Stored items from a collection:

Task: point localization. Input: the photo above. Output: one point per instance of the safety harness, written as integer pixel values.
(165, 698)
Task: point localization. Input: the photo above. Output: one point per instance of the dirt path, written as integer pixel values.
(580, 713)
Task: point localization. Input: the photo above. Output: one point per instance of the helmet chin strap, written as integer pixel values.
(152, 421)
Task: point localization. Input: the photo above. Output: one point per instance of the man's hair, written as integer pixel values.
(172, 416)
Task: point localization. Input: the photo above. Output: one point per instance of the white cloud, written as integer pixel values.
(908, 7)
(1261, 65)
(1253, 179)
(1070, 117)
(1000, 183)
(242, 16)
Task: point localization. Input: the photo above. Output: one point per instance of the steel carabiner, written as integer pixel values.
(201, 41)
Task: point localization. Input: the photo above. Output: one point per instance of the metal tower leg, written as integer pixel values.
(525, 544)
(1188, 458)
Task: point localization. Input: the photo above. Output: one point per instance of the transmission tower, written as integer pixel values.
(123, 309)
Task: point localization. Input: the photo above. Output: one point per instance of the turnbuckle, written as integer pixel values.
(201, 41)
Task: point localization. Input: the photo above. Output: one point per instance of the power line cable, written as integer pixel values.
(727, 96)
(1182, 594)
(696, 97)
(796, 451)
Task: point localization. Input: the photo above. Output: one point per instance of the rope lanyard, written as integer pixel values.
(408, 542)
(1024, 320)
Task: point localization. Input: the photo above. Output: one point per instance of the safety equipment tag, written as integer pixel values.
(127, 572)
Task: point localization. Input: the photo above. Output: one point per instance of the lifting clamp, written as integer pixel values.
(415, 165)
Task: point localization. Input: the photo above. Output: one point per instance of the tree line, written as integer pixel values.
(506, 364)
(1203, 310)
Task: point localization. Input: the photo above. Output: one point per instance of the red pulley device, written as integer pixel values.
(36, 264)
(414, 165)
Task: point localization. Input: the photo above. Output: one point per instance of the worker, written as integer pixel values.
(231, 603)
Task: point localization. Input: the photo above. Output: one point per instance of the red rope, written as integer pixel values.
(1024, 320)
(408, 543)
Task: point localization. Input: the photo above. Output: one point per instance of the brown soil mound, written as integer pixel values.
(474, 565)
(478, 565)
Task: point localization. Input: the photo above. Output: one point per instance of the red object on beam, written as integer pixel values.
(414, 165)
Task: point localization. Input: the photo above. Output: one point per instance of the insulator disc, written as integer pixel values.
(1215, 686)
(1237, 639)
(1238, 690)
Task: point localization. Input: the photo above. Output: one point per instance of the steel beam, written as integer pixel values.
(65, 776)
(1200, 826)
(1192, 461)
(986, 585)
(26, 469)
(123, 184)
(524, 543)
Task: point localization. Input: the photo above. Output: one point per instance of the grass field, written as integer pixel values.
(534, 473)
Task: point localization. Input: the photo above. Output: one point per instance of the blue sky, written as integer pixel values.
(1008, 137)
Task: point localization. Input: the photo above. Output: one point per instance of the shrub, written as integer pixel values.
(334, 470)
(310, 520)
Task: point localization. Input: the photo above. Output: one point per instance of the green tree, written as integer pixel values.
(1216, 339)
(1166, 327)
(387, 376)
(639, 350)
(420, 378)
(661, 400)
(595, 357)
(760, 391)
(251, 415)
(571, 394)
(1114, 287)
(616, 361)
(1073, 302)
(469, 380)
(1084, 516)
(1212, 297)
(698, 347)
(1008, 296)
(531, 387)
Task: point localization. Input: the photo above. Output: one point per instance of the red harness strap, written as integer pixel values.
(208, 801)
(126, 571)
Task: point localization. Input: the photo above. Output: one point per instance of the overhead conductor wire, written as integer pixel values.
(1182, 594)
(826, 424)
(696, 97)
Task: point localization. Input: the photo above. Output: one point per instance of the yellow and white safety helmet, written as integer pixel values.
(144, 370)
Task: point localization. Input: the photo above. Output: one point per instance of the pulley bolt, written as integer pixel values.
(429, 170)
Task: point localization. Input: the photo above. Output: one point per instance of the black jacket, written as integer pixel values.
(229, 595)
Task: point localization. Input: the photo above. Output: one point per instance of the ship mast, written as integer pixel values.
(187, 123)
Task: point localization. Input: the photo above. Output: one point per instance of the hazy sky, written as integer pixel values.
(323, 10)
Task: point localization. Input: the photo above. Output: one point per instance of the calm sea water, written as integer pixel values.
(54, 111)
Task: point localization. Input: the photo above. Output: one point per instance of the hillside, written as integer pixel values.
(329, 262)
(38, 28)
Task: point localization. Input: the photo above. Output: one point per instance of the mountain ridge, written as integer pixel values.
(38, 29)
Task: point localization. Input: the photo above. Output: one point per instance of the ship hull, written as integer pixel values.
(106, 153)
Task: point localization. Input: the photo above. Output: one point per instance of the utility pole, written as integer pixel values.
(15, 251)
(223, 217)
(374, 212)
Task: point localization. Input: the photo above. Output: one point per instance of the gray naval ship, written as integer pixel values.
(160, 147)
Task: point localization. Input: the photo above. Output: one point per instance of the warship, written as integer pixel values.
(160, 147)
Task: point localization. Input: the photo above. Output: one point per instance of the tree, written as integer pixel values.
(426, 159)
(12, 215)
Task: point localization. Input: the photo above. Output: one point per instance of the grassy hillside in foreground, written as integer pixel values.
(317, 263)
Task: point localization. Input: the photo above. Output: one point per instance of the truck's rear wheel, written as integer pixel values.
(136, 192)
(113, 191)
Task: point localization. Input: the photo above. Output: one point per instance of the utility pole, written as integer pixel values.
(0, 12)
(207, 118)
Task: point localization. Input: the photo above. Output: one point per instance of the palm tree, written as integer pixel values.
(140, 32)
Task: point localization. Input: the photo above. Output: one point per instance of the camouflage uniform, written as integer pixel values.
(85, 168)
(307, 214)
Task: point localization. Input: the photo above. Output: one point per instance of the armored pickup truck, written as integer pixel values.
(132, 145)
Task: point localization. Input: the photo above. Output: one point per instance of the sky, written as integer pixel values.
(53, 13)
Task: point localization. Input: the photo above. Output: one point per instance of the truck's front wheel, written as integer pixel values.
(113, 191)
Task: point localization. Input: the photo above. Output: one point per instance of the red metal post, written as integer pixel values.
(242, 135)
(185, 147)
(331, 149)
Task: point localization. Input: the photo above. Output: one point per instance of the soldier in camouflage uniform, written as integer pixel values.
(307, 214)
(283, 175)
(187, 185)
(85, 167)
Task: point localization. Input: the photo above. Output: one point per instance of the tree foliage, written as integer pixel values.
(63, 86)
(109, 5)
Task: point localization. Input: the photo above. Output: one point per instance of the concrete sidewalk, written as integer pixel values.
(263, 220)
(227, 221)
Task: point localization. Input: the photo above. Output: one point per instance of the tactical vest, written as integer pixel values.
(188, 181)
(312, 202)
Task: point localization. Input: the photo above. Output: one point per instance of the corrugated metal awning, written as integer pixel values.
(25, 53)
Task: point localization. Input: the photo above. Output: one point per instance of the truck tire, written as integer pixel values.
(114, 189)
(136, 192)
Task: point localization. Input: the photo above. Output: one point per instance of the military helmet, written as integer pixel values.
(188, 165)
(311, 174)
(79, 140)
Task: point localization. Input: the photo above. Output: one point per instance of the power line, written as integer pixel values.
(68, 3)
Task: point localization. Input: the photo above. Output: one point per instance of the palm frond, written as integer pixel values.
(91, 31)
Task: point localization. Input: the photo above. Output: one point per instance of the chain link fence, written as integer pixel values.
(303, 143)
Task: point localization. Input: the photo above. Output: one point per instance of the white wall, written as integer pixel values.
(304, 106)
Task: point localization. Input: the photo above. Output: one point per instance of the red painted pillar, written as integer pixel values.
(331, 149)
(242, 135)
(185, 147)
* * *
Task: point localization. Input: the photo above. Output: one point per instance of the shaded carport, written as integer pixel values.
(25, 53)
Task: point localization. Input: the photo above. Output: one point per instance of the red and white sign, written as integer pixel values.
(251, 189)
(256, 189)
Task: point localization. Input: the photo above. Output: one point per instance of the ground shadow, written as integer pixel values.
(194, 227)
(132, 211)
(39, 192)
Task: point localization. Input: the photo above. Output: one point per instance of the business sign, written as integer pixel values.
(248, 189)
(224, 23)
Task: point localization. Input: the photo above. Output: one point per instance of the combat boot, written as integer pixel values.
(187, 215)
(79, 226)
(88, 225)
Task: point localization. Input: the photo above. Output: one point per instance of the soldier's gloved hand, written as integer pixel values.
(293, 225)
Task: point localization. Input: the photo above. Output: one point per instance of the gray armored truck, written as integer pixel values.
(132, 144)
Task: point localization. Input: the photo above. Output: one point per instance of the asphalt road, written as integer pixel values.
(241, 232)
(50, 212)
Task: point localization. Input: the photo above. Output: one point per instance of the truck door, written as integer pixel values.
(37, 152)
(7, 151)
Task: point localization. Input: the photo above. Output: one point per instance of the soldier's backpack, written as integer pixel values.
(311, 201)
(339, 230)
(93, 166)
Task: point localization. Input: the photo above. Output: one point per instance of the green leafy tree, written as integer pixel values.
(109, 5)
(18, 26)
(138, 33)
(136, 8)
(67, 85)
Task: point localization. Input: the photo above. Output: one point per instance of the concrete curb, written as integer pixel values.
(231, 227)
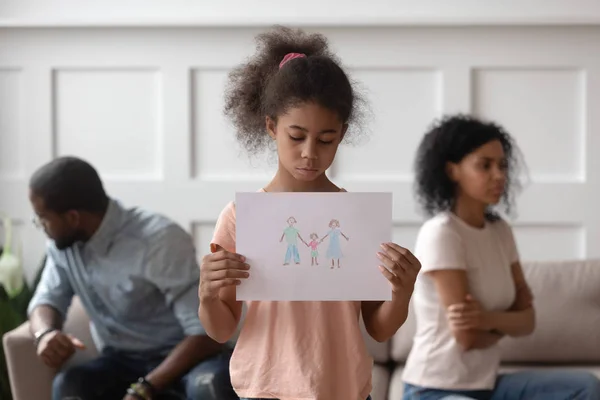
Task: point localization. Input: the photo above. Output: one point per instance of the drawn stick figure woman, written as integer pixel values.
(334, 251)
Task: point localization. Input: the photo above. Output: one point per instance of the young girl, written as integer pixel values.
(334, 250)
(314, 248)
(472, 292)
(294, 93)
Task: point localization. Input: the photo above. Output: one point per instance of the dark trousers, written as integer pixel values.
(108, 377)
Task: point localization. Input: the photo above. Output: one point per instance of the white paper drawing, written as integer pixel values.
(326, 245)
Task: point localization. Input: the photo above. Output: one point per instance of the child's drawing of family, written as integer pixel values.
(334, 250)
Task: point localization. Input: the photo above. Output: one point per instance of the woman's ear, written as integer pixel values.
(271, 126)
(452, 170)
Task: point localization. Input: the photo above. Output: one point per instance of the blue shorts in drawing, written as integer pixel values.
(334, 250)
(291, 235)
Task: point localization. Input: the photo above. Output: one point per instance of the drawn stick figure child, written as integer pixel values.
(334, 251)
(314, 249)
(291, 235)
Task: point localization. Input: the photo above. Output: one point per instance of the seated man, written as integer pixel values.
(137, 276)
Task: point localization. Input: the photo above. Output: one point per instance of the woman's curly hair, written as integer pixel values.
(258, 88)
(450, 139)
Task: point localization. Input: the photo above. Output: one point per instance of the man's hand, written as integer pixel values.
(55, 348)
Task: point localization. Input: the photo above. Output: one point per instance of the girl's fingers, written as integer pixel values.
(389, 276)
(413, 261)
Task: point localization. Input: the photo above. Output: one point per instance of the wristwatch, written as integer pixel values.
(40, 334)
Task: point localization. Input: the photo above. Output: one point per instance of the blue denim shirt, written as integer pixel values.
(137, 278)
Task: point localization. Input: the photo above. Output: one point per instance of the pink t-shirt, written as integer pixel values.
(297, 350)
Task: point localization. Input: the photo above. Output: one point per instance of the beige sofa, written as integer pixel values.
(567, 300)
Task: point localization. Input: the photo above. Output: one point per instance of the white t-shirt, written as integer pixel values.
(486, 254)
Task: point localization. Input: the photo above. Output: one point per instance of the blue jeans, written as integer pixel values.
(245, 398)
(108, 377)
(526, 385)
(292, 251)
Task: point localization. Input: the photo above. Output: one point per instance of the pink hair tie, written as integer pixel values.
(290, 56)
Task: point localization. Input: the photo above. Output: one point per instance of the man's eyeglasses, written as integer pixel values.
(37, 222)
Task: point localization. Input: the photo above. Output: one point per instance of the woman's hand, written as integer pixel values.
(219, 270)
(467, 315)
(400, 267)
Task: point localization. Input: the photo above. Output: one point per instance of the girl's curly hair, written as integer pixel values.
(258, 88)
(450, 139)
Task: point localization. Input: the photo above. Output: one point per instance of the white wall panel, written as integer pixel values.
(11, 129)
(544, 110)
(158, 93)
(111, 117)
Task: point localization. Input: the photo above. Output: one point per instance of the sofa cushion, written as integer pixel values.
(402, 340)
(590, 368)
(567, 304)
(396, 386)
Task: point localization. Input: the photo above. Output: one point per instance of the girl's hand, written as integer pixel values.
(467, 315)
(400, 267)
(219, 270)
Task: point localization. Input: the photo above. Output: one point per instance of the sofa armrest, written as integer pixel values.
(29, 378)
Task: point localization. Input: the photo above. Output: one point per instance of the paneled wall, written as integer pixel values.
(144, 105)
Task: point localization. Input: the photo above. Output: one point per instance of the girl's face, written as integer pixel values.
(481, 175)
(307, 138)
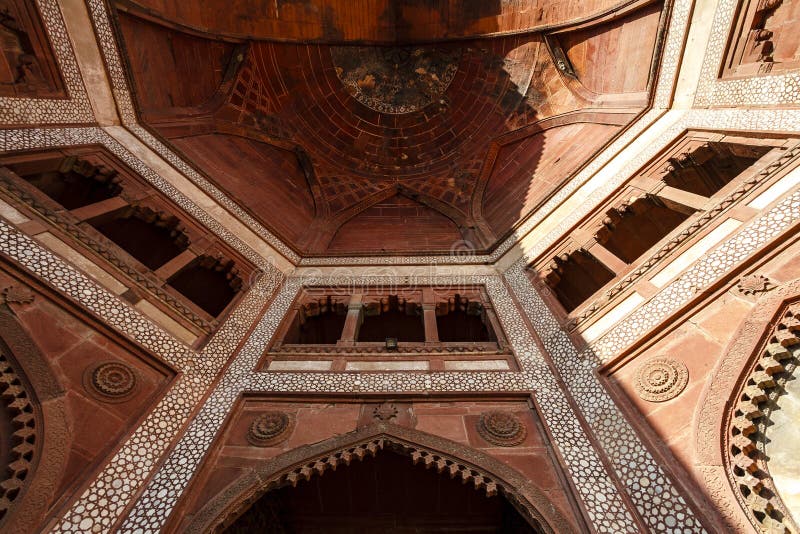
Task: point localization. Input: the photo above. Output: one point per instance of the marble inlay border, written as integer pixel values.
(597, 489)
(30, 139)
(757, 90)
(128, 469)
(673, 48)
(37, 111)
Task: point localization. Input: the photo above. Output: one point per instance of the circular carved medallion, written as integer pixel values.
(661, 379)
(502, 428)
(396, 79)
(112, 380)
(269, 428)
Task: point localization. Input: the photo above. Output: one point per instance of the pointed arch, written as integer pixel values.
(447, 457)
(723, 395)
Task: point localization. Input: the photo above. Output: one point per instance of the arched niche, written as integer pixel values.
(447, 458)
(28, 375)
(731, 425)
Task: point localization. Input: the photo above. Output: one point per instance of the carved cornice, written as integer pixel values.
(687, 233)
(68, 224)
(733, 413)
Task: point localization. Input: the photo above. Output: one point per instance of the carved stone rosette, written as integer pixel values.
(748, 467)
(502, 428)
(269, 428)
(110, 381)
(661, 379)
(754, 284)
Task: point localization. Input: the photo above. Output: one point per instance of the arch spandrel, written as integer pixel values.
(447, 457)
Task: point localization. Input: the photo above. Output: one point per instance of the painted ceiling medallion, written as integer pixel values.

PROBLEM REQUIREMENTS
Copy the lines word for word, starting at the line containing "cloud, written as integer pixel values." and ending after the line containing "(1188, 458)".

RESULT BELOW
Task: point localization. Input: the photo above. Output: one point per instance of the white cloud, written as integer pixel values.
(908, 7)
(1261, 65)
(1253, 179)
(1070, 117)
(1000, 183)
(242, 16)
Task: point localization. Input: the photo above. Output: one point per instance of the steel carabiner, written as integer pixel values.
(201, 41)
Task: point localization. Input: the photo above. Output: one point per instance of the metal tower leg, written as integer pixel values.
(525, 544)
(1188, 458)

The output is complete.